Обсуждение: Disk Benchmarking Question

Поиск
Список
Период
Сортировка

Disk Benchmarking Question

От
Dave Stibrany
Дата:
I'm pretty new to benchmarking hard disks and I'm looking for some advice on interpreting the results of some basic tests.

The server is:
- Dell PowerEdge R430
- 1 x Intel Xeon E5-2620 2.4GHz
- 32 GB RAM
- 4 x 600GB 10k SAS Seagate ST600MM0088 in RAID 10
- PERC H730P Raid Controller with 2GB cache in write back mode.

The OS is Ubuntu 14.04, I'm using LVM and I have an ext4 volume for /, and an xfs volume for PGDATA.

I ran some dd and bonnie++ tests and I'm a bit confused by the numbers. I ran 'bonnie++ -n0 -f' on the root volume.

Here's a link to the bonnie test results

The vendor stats say sustained throughput of 215 to 108 MBps, so I guess I'd expect around 400-800 MBps read and 200-400 MBps write. In any case, I'm pretty confused as to why the read and write sequential speeds are almost identical. Does this look wrong?

◆ **Instruction 1**
Summarize the disk benchmarking thread in two sentences.
◆ **Instruction 2**
Answer these questions from the disk benchmarking thread:
(a) How much RAM does the server have?
(b) What sustained throughput do the vendor stats give?
(c) Which bonnie++ command was run, and on which volume?
◆ **Instruction 3**
Copy the disk benchmarking thread word for word from "The OS is Ubuntu" to "this look wrong?".
The material after this point is not needed for any of this work.

◆ **Stored data**
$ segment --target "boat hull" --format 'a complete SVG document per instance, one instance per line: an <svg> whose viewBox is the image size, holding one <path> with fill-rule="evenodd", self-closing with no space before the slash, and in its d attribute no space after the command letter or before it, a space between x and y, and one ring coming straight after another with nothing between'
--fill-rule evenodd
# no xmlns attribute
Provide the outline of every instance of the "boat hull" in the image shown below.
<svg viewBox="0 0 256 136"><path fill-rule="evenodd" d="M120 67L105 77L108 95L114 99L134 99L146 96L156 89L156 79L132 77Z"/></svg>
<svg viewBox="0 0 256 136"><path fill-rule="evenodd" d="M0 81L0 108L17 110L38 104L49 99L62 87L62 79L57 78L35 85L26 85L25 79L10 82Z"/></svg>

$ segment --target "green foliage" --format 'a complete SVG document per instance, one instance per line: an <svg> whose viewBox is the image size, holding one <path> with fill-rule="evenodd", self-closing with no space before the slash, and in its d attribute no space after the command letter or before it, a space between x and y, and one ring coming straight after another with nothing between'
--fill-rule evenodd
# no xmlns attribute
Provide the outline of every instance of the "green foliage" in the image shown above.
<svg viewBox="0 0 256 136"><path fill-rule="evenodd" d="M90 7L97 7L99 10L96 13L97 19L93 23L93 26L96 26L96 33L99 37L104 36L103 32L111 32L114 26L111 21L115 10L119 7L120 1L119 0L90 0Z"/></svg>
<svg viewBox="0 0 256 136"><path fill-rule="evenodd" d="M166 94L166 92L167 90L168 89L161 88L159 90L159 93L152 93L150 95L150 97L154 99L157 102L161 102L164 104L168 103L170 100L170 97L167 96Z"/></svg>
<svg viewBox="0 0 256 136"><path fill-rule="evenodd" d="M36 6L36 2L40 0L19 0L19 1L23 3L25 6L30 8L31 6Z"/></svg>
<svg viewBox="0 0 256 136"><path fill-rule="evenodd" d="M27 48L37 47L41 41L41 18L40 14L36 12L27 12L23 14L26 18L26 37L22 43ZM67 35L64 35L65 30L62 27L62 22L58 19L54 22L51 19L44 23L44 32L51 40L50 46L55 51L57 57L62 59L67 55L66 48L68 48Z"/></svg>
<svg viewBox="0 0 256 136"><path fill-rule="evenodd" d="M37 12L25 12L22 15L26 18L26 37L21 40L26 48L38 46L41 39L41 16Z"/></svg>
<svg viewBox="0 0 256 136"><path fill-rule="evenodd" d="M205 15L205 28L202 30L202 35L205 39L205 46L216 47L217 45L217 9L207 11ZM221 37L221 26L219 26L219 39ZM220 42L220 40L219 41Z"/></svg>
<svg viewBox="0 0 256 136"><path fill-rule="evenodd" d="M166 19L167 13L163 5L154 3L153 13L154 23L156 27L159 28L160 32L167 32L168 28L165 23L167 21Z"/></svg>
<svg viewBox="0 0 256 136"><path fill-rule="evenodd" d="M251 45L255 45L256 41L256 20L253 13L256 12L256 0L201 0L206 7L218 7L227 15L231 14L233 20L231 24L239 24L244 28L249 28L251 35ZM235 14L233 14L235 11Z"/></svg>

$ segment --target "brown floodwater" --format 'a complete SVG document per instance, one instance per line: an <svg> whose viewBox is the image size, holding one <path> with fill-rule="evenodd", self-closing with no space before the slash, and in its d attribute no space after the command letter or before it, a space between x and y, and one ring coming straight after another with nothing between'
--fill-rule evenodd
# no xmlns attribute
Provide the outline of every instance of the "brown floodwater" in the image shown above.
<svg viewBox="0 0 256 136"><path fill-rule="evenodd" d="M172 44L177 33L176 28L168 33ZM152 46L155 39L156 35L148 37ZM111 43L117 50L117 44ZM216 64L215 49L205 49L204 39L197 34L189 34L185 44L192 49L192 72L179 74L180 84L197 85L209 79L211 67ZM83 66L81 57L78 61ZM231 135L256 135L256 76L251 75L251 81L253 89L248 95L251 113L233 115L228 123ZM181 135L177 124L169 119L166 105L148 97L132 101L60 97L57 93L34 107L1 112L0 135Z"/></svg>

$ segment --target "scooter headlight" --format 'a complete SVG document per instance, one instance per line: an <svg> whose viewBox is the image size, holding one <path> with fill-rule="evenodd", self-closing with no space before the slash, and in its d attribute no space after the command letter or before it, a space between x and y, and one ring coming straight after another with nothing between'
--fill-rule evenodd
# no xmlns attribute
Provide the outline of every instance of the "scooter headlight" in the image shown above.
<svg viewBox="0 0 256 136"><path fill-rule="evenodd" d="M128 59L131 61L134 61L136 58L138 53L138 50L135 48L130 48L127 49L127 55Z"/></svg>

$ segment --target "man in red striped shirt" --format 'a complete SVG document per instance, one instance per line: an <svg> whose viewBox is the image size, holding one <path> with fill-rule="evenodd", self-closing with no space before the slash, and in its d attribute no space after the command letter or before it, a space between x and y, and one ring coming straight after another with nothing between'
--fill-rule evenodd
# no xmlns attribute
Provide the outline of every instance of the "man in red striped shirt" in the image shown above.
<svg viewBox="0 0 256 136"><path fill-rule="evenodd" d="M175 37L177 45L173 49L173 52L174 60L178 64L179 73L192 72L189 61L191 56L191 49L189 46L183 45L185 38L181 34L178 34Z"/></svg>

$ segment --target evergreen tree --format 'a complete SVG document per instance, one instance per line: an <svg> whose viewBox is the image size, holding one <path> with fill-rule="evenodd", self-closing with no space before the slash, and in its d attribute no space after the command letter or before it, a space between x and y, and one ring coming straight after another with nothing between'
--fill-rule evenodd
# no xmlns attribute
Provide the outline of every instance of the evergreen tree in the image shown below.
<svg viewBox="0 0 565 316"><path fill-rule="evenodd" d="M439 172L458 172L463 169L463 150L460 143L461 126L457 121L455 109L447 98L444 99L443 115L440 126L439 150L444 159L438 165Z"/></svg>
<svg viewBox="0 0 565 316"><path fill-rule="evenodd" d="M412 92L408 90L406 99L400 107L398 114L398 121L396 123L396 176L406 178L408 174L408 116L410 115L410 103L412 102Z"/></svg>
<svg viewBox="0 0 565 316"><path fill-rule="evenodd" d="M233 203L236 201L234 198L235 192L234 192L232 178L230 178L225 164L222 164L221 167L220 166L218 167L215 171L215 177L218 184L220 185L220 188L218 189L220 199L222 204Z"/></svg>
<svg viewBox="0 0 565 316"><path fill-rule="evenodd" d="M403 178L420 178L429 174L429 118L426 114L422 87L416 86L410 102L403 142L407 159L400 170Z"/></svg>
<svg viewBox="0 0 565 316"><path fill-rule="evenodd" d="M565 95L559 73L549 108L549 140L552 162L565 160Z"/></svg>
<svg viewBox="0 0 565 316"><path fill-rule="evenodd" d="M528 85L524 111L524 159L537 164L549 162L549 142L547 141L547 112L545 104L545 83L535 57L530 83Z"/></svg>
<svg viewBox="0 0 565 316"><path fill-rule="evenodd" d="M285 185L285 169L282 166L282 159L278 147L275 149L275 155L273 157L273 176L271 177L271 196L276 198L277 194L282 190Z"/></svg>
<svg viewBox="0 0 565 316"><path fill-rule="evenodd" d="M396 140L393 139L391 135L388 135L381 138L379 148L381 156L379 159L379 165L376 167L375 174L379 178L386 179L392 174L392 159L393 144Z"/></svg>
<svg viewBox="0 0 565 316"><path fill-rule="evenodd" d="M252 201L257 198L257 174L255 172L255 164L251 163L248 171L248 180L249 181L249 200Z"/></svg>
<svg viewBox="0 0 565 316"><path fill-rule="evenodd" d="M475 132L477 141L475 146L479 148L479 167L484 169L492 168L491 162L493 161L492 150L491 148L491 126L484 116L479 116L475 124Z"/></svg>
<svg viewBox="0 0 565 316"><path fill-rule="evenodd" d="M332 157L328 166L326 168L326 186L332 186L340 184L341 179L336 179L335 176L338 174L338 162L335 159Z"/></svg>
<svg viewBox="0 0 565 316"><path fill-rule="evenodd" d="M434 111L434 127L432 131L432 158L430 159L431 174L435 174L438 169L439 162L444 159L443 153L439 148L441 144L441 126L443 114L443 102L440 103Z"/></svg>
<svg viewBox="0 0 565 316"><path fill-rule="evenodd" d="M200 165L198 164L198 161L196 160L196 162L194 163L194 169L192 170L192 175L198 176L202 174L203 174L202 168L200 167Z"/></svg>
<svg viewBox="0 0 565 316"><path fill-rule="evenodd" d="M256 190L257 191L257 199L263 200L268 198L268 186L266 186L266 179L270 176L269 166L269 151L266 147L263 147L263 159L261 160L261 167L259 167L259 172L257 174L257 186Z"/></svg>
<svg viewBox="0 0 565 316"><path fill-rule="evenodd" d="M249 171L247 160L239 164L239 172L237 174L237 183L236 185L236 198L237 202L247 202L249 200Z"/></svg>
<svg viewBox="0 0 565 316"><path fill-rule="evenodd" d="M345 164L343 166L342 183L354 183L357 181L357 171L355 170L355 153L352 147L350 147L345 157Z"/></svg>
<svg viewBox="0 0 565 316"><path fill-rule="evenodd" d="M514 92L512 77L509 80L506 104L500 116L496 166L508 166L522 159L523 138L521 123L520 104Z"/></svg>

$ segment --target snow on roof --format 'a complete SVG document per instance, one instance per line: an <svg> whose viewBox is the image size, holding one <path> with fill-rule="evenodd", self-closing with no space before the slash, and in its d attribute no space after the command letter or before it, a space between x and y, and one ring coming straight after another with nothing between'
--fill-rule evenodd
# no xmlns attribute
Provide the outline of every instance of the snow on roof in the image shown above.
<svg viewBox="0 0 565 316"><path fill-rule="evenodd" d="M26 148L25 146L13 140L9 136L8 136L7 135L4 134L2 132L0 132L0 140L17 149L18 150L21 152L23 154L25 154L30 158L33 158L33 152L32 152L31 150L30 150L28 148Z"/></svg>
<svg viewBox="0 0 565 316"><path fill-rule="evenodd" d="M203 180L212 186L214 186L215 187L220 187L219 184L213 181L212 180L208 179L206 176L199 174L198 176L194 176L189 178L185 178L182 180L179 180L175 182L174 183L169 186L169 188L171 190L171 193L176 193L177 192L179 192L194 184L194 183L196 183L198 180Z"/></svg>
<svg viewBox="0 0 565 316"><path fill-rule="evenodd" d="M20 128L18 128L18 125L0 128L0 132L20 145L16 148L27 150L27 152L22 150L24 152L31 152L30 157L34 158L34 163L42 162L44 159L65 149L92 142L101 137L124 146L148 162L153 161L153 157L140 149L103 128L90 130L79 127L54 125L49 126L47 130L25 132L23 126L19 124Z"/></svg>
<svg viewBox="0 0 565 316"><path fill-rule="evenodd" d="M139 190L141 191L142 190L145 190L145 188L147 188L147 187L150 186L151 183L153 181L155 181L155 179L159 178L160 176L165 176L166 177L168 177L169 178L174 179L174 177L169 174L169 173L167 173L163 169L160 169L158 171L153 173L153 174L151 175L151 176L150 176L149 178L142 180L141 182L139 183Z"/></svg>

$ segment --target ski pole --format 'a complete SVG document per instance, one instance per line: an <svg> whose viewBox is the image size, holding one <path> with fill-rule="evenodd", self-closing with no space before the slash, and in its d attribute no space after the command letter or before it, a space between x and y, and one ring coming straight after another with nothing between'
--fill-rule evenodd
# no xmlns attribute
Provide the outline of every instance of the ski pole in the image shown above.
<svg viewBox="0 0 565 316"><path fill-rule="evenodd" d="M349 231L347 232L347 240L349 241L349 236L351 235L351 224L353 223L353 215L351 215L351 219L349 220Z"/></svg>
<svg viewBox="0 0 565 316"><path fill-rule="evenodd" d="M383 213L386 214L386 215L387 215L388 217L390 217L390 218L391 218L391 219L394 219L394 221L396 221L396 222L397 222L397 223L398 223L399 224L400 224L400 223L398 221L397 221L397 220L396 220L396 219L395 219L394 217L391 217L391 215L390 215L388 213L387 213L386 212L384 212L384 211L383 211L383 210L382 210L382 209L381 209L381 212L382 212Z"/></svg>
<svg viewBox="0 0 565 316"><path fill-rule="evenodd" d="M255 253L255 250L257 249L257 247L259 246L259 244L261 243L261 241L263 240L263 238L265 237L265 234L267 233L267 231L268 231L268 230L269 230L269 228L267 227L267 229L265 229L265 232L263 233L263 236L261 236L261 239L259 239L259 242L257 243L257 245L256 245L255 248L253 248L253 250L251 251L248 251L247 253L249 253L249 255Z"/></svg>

◆ **Task output 1**
A poster who is new to benchmarking hard disks describes a Dell PowerEdge R430 with four 600GB 10k SAS drives in RAID 10 on a PERC H730P controller, running Ubuntu 14.04 with LVM, an ext4 volume for / and an xfs volume for PGDATA. After running dd and bonnie++ tests, the poster expected about 400-800 MBps read and 200-400 MBps write from the vendor figures and asks whether it looks wrong that the sequential read and write speeds are almost identical.

◆ **Task output 2**
(a) 32 GB.
(b) 215 to 108 MBps.
(c) 'bonnie++ -n0 -f', on the root volume.

◆ **Task output 3**
The OS is Ubuntu 14.04, I'm using LVM and I have an ext4 volume for /, and an xfs volume for PGDATA.

I ran some dd and bonnie++ tests and I'm a bit confused by the numbers. I ran 'bonnie++ -n0 -f' on the root volume.

Here's a link to the bonnie test results

The vendor stats say sustained throughput of 215 to 108 MBps, so I guess I'd expect around 400-800 MBps read and 200-400 MBps write. In any case, I'm pretty confused as to why the read and write sequential speeds are almost identical. Does this look wrong?